EXERCISE REQUIREMENTS:
Write out every one of the items below word for word, leaving out the pictures.

EXTRACTED INFORMATION:
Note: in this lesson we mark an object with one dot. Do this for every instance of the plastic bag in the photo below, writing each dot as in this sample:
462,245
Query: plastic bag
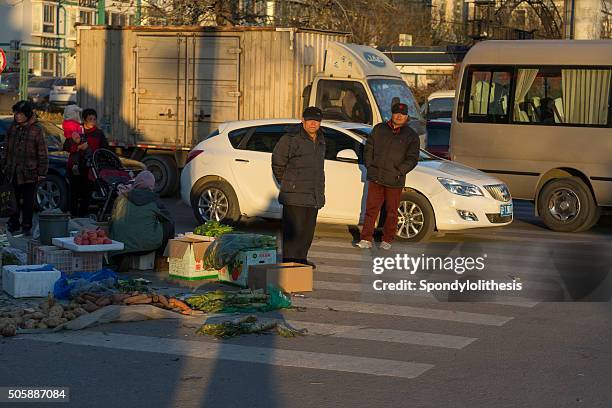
223,251
68,287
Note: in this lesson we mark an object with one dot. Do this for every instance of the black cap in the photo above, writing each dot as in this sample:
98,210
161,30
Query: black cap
312,113
24,107
399,108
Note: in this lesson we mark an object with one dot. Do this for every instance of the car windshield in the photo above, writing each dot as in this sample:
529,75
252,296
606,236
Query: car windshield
385,90
364,132
66,82
441,108
41,82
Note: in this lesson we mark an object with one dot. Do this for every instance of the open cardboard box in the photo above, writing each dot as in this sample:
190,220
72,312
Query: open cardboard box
290,277
186,259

THE OUTPUT:
Note: in this lesson we mark an object with one dot. Do this for every instance of the plastic bag in the photo below, writing each dot as in this sample:
462,245
Query: plastic bag
223,251
68,287
Note: in this lesson we mark an object with one dot. Do this for every instance of the black cap in the photo above, writing each dot as in this sample:
98,210
161,30
Query: black cap
312,113
24,107
399,108
Note: in this lesson we mark an object with one dot. Do this for every instance of the car windshield in the photo above, writing each dot as in this sample:
529,75
252,296
606,236
Query: car windshield
385,90
364,132
66,82
441,108
41,82
Note: in this lesson we mark an object with one dot. Do this for every instance of the open cardboard box in the photo above, writing each dot as in this sample:
190,220
72,312
Query: open cardboard box
290,277
186,259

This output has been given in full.